## Problem set
a. In the interview on renewable energy, what did HFE build near an existing 50 MW wind farm in Karnataka?
b. Print the passage of the renewable energy interview that opens with the words "Some European countries" and closes with "according to you?", reproducing it word for word.
c. Proceed with the interview on renewable energy from the point at which it stops.

## Page excerpt
== Segment start ==

Through the years, how has the industry structure changed?
One, there has been an increase in the scale of projects. Two, the bidding process is no more state oriented. Three, the transition from concept to commissioning to the emergence of IPPs helped in reducing costs. All IPPs virtually became mini-EPC companies.
What has been HFE’s experience with emerging technologies through the years?
HFE became the first company to undertake a large-scale wind-solar hybrid project (a 28.8 MW solar PV plant was built near an existing 50 MW wind farm in Karnataka). Hybrids have good potential as they enable the optimum utilisation of the evacuation infrastructure for intermittent renewable energy, which benefits the utilities. Hybrids also increase the project PLFs and vacant land is put to use. They also give the wind sector a second opportunity to be a part of the renewable energy sector. Going forward, I believe that the model of hybrids where solar and wind projects will be located in different locations is not promising because it defeats the purpose of evacuation of electricity at the same grid location. With the inclusion of storage technologies, we will move from hybrids to tribids and provide stable round-the-clock renewable energy.
Some European countries and Japan are promoting green hydrogen, but the technology is still not mature and is expensive. No doubt the technology is promising, but there are some issues with safety. The sector is a decade away for commercial applicability to bring down the prices. Also, the technology will have to compete with solar and wind going forward. When green hydrogen matures, say, by 2030, it will have to compete with solar at Re 1 per unit.
Will solar tariff reach Re 1 per unit by 2030 according to you?
Yes, definitely. In fact, it will probably reach Re 1 before 2030. Efficiency gains in solar technology are moving fast. Going forward, falling interest costs will further help the economics of renewables.
What is the short-term impact of Covid-19 on the power sector and when are we likely to overcome that?

== Segment end ==

[Collected data entries]
== Segment start ==

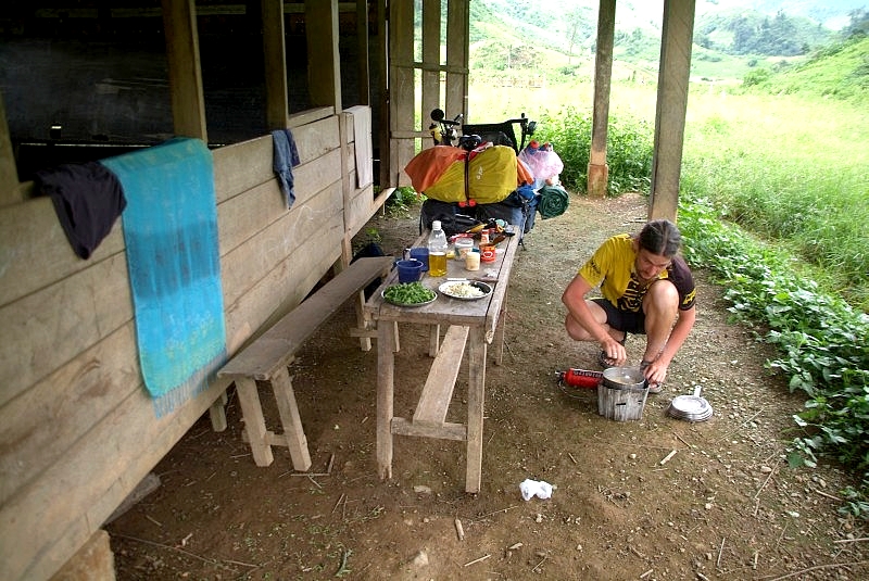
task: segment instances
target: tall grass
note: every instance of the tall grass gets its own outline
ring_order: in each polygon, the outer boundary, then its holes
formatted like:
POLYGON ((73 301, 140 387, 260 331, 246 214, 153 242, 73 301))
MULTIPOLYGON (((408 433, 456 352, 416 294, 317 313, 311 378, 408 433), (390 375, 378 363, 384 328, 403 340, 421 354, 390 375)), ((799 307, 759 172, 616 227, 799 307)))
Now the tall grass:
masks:
MULTIPOLYGON (((591 84, 541 89, 473 86, 469 109, 496 122, 526 111, 565 162, 562 180, 584 192, 591 84), (522 104, 527 103, 527 104, 522 104)), ((656 94, 616 83, 610 96, 608 192, 648 191, 656 94)), ((692 85, 681 190, 721 217, 807 263, 854 306, 869 311, 869 111, 794 94, 734 94, 692 85)))
POLYGON ((691 106, 682 190, 778 240, 869 308, 869 114, 794 96, 707 96, 691 106))

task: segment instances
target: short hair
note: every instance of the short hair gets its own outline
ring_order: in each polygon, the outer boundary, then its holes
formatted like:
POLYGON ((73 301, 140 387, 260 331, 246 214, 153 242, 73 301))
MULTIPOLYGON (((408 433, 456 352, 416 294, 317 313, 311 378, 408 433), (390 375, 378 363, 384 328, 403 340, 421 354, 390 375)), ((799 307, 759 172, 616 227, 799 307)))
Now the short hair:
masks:
POLYGON ((668 258, 676 256, 682 244, 682 235, 679 228, 668 219, 655 219, 646 223, 638 238, 641 249, 668 258))

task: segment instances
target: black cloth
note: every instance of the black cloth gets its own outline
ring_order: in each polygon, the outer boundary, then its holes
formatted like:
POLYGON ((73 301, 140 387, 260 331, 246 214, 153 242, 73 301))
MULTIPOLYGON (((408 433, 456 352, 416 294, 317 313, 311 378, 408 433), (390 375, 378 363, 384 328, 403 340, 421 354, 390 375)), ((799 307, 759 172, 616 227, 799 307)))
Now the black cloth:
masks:
POLYGON ((81 258, 89 258, 127 206, 117 177, 99 162, 63 164, 36 173, 37 190, 50 195, 58 219, 81 258))
POLYGON ((301 163, 299 150, 295 148, 295 139, 289 129, 276 129, 272 131, 272 142, 274 147, 273 169, 280 184, 280 191, 284 192, 287 209, 291 209, 295 202, 294 178, 292 168, 301 163))

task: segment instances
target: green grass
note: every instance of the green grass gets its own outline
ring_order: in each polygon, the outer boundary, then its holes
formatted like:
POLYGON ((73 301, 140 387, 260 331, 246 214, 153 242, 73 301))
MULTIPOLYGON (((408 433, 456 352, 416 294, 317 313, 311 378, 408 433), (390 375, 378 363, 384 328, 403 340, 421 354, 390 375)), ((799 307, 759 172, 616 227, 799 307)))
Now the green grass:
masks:
POLYGON ((690 106, 682 190, 789 244, 869 310, 869 114, 789 96, 702 96, 690 106))

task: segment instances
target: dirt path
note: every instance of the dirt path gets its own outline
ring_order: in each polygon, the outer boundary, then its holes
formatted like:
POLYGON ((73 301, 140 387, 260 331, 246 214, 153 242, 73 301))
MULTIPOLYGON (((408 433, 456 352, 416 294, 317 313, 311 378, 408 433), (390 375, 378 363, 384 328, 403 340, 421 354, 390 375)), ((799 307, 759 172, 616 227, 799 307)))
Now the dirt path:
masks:
MULTIPOLYGON (((788 467, 802 399, 765 370, 769 353, 751 330, 728 324, 703 273, 697 325, 642 419, 603 418, 592 391, 554 380, 556 370, 595 368, 593 348, 564 332, 564 287, 604 238, 644 218, 641 197, 572 197, 563 216, 538 219, 526 237, 508 293, 507 352, 487 371, 479 495, 463 492, 458 442, 399 437, 393 479, 377 478, 376 353, 344 337, 347 308, 291 368, 312 471, 331 464, 329 475, 293 473, 281 450, 273 466, 254 466, 230 392, 229 429, 212 432, 201 419, 155 468, 162 487, 108 527, 117 579, 869 578, 867 523, 835 510, 847 479, 788 467), (670 400, 695 386, 713 418, 667 417, 670 400), (526 479, 551 483, 552 497, 522 501, 526 479)), ((368 228, 399 252, 417 233, 416 216, 376 217, 368 228)), ((413 329, 401 341, 395 411, 412 415, 427 342, 413 329)), ((629 339, 634 358, 641 349, 629 339)))

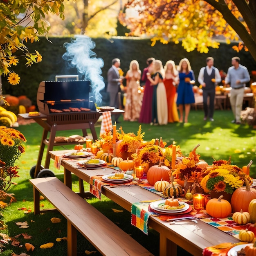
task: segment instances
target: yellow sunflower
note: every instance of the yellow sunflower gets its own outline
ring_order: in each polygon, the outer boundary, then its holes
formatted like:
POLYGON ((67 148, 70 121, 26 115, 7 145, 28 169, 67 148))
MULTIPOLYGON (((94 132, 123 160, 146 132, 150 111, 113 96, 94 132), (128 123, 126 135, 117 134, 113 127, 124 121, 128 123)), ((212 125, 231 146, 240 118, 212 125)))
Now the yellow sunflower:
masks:
POLYGON ((8 82, 12 85, 15 85, 20 83, 20 78, 14 72, 10 74, 8 77, 8 82))

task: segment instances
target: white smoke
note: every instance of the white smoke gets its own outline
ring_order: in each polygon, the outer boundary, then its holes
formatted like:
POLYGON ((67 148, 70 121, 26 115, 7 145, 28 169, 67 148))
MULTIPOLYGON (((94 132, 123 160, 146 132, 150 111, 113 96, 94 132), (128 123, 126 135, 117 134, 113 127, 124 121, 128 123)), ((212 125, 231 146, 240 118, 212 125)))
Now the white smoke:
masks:
POLYGON ((95 43, 86 36, 81 36, 75 40, 71 39, 71 43, 64 44, 66 52, 62 56, 68 62, 71 67, 76 67, 77 72, 84 76, 85 80, 90 81, 92 93, 98 105, 102 101, 102 96, 100 92, 105 88, 101 67, 104 66, 102 58, 97 58, 92 49, 95 47, 95 43))

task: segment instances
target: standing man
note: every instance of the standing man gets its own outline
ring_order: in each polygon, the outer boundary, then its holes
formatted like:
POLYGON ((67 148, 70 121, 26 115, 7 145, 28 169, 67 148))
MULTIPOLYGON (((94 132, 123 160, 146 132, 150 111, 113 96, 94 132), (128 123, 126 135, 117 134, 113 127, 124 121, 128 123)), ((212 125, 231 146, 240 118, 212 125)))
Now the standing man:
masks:
MULTIPOLYGON (((110 98, 110 105, 119 108, 119 107, 118 92, 121 91, 120 85, 122 79, 120 78, 120 74, 117 68, 120 67, 121 62, 119 58, 114 58, 112 60, 112 66, 108 72, 108 88, 107 91, 109 93, 110 98)), ((115 121, 119 123, 117 121, 119 115, 115 115, 115 121)))
POLYGON ((240 58, 234 57, 231 59, 232 67, 228 70, 225 83, 230 83, 232 88, 230 100, 235 119, 231 123, 240 124, 245 83, 250 81, 250 77, 247 68, 240 64, 240 58))
POLYGON ((208 96, 210 98, 209 106, 209 120, 214 121, 213 112, 214 111, 214 99, 215 98, 215 84, 221 81, 220 72, 218 68, 213 67, 214 60, 212 57, 206 59, 206 67, 200 70, 198 80, 202 86, 203 101, 204 117, 204 120, 206 121, 208 116, 208 106, 207 104, 208 96))

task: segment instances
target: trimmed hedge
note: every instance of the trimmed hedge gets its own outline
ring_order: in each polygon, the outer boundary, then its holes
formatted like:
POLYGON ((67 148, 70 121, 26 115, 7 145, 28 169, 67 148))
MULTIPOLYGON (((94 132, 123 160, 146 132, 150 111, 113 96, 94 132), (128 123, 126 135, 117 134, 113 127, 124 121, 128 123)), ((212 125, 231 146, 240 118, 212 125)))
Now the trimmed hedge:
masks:
MULTIPOLYGON (((41 81, 54 81, 56 75, 76 74, 76 69, 69 68, 67 63, 62 59, 62 55, 66 52, 63 44, 70 43, 70 38, 53 37, 49 39, 52 43, 45 38, 41 38, 38 43, 27 44, 30 52, 37 50, 43 56, 43 60, 27 68, 26 67, 25 61, 20 60, 20 63, 13 70, 20 76, 20 83, 17 85, 11 85, 8 82, 7 77, 2 77, 4 94, 15 96, 25 95, 31 99, 33 104, 36 104, 37 90, 41 81)), ((233 45, 237 44, 236 43, 230 45, 221 43, 218 49, 210 48, 209 52, 206 54, 200 54, 196 50, 187 52, 181 43, 176 45, 170 43, 163 45, 157 42, 152 47, 148 39, 97 38, 93 39, 93 40, 96 45, 93 51, 97 58, 101 58, 104 62, 102 76, 106 84, 108 70, 111 67, 111 61, 114 58, 120 59, 121 67, 125 74, 129 69, 131 61, 137 60, 142 70, 146 66, 146 60, 150 57, 161 60, 163 65, 170 59, 174 61, 175 64, 178 65, 181 59, 187 58, 191 62, 196 79, 201 67, 205 65, 205 59, 209 56, 214 58, 215 66, 225 72, 231 65, 231 58, 236 56, 240 57, 241 64, 246 66, 249 72, 256 70, 256 62, 249 52, 243 50, 237 53, 232 49, 233 45)), ((104 93, 104 101, 107 101, 106 95, 104 93)))

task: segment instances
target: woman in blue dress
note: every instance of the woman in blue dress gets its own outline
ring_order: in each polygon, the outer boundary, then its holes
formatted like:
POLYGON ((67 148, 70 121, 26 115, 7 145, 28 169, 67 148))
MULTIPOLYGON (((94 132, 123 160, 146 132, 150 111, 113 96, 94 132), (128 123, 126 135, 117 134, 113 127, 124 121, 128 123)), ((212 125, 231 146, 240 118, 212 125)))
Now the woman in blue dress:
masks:
POLYGON ((192 85, 195 83, 195 76, 187 58, 183 58, 180 61, 179 67, 180 83, 177 90, 178 95, 176 103, 179 106, 180 123, 183 121, 183 106, 185 105, 184 122, 187 123, 191 104, 195 103, 192 89, 192 85))

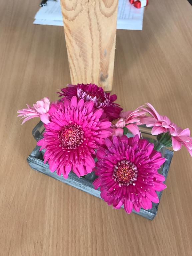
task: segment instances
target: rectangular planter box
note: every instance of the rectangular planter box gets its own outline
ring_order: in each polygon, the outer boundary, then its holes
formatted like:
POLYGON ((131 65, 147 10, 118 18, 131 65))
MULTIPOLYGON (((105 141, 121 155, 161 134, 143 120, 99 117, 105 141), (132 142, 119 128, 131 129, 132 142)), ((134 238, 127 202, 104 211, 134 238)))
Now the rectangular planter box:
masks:
MULTIPOLYGON (((42 137, 42 133, 43 131, 42 125, 42 122, 40 122, 33 131, 33 134, 37 140, 39 140, 42 137)), ((143 129, 143 131, 142 131, 143 137, 146 137, 146 134, 149 134, 150 130, 150 129, 146 128, 143 129)), ((147 136, 147 137, 149 139, 150 136, 147 136)), ((154 139, 153 137, 152 138, 152 139, 154 139)), ((74 173, 71 172, 69 174, 68 178, 65 179, 63 178, 62 175, 61 176, 58 175, 56 172, 51 172, 49 170, 48 163, 46 163, 45 164, 44 164, 43 152, 39 151, 40 148, 40 147, 36 146, 27 158, 27 161, 32 169, 54 178, 63 183, 70 185, 91 195, 101 198, 100 191, 98 190, 95 190, 94 189, 92 184, 93 180, 90 180, 89 179, 89 178, 88 177, 85 176, 79 178, 74 173)), ((164 176, 165 178, 165 181, 166 181, 173 152, 169 149, 165 149, 162 153, 164 154, 164 157, 166 158, 166 161, 162 167, 159 170, 159 172, 164 176)), ((160 200, 162 192, 162 191, 157 192, 157 194, 160 200)), ((159 204, 159 203, 158 204, 153 203, 153 207, 150 210, 146 210, 141 209, 139 212, 137 212, 133 210, 133 212, 152 220, 157 214, 159 204)))

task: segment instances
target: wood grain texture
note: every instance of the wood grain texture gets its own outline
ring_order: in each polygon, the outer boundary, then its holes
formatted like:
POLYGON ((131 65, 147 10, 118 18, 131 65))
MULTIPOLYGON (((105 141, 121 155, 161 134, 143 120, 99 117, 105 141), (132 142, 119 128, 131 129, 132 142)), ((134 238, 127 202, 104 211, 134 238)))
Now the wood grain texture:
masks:
POLYGON ((112 89, 118 0, 61 0, 72 84, 112 89))
MULTIPOLYGON (((0 0, 1 256, 190 256, 192 159, 174 154, 151 221, 31 169, 31 120, 17 110, 70 82, 63 28, 32 23, 39 1, 0 0)), ((145 102, 192 129, 191 7, 153 0, 142 31, 118 30, 112 92, 125 109, 145 102)))

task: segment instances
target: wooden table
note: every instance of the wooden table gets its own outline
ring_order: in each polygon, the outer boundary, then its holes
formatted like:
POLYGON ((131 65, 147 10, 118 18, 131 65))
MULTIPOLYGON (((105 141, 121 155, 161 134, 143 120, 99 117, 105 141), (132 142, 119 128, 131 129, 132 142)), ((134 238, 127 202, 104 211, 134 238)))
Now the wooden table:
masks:
MULTIPOLYGON (((35 25, 38 0, 0 1, 0 255, 191 255, 192 159, 176 152, 151 221, 31 169, 32 129, 17 110, 70 82, 63 29, 35 25)), ((113 92, 192 129, 192 8, 153 0, 142 31, 118 30, 113 92)))

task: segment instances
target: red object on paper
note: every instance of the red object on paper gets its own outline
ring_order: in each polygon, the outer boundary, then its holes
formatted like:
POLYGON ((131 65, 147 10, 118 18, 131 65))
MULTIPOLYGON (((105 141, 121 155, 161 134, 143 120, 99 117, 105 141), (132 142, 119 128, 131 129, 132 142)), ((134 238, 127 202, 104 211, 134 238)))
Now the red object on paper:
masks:
POLYGON ((144 7, 148 4, 148 0, 137 0, 134 2, 134 6, 136 8, 144 7))

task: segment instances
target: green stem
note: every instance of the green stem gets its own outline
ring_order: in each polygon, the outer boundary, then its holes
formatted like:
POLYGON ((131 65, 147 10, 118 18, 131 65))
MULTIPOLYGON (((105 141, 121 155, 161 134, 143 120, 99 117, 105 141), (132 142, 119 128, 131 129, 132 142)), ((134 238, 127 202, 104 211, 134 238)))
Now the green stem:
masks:
POLYGON ((161 149, 163 147, 163 145, 161 143, 159 143, 157 146, 155 147, 154 149, 157 151, 160 151, 161 149))

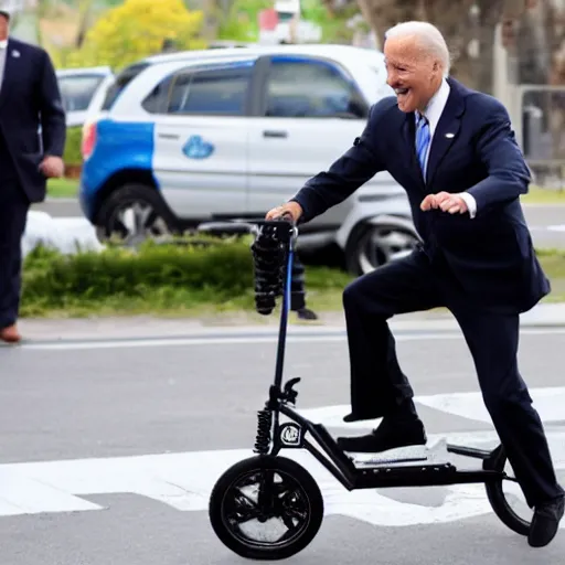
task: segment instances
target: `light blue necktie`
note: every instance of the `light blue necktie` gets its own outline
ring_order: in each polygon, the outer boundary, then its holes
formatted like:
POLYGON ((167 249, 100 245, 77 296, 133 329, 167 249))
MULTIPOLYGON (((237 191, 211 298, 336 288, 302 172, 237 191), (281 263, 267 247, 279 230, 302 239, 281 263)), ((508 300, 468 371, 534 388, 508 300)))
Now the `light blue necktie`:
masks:
POLYGON ((419 167, 424 179, 426 178, 426 157, 429 148, 429 122, 425 116, 416 113, 416 154, 418 156, 419 167))

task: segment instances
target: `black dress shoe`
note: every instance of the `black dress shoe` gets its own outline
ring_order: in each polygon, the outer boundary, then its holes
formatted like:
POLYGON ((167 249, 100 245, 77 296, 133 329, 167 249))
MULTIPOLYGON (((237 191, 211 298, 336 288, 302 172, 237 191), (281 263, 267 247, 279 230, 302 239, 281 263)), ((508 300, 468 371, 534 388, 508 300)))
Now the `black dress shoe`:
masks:
POLYGON ((555 537, 563 518, 564 501, 565 497, 559 497, 535 508, 527 536, 532 547, 544 547, 555 537))
POLYGON ((419 418, 384 418, 371 434, 360 437, 339 437, 342 451, 380 454, 399 447, 425 446, 427 441, 424 424, 419 418))

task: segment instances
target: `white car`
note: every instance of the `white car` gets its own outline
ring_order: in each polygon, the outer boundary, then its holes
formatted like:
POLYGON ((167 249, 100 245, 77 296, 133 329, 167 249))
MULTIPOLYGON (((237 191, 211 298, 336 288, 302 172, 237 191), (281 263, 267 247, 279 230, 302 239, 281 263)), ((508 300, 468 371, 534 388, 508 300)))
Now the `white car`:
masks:
MULTIPOLYGON (((85 125, 83 211, 100 238, 132 242, 263 217, 328 169, 361 134, 371 105, 391 93, 383 55, 347 45, 141 61, 116 77, 85 125)), ((401 226, 391 231, 391 216, 409 223, 411 210, 383 172, 301 226, 300 242, 335 243, 348 268, 364 273, 415 243, 401 226)))

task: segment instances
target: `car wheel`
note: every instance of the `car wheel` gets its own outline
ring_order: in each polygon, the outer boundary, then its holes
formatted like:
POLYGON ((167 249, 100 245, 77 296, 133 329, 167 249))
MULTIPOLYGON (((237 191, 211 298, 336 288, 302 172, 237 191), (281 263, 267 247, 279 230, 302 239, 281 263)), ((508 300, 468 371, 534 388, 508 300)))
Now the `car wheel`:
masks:
POLYGON ((174 216, 159 193, 145 184, 126 184, 104 201, 96 220, 98 239, 136 246, 146 239, 170 239, 174 216))
POLYGON ((356 227, 345 246, 345 267, 355 276, 365 275, 412 253, 417 233, 404 218, 380 223, 364 222, 356 227))

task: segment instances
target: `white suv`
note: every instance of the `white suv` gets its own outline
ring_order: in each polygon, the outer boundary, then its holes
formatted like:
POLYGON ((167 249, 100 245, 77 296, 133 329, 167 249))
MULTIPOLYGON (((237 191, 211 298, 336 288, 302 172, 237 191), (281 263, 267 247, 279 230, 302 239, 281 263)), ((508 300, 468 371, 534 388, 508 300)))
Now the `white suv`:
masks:
MULTIPOLYGON (((326 170, 392 90, 381 53, 275 45, 159 55, 125 70, 84 128, 79 190, 102 238, 167 235, 264 216, 326 170)), ((388 135, 383 132, 383 135, 388 135)), ((301 227, 302 245, 337 243, 363 273, 404 255, 404 190, 379 173, 301 227)))

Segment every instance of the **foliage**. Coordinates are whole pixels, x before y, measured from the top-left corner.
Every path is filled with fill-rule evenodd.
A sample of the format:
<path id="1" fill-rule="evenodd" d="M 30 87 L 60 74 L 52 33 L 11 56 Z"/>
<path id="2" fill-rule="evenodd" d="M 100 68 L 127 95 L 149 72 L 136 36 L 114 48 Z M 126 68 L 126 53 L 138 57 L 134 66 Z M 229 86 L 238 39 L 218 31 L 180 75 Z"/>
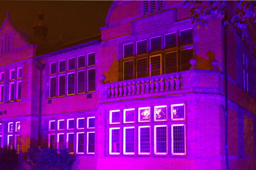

== Segment end ==

## Answers
a. A 28.8 MW solar PV plant.

b.
Some European countries and Japan are promoting green hydrogen, but the technology is still not mature and is expensive. No doubt the technology is promising, but there are some issues with safety. The sector is a decade away for commercial applicability to bring down the prices. Also, the technology will have to compete with solar and wind going forward. When green hydrogen matures, say, by 2030, it will have to compete with solar at Re 1 per unit.
Will solar tariff reach Re 1 per unit by 2030 according to you?

c.
The renewable energy sector has not been impacted much by Covid-19. There was a drop in power demand for two to three months but there was no curtailment of renewable energy because of its must-run status. On the other hand, the thermal sector was adversely impacted, which had an indirect impact on renewables with respect to financing as banks have significant exposure in the thermal power sector. The project delays were a challenge. Currently, the supply chain and availability of modules are serious challenges. On the positive side, the use of technology has helped mitigate the challenges posed by the pandemic.
How will the power sector evolve over the next decade?
I envisage big-ticket reforms in the power sector in the next three to four years in terms of regulatory changes, amendments to the Electricity Act and more privatisation. All these reforms will prove to be healthy for the entire power sector. The biggest game changer for the next decade will be technology, which will assist renewables in becoming a firm round-the-clock source of power. Technology will not only make forecasting and scheduling more accurate, but will also make the utilities more efficient by helping with remote monitoring and setting up of smart meters and smart grids. All in all, the efficiency gains will be massive in the entire power supply chain, from generation to distribution. In addition, e-mobility will be a game changer for the entire power sector and renewables as it will increase power demand.
For HFE, the deployment of storage technologies and expansion to international markets, particularly in the Southeast and South Asian countries, will be the key focus areas in the next decade.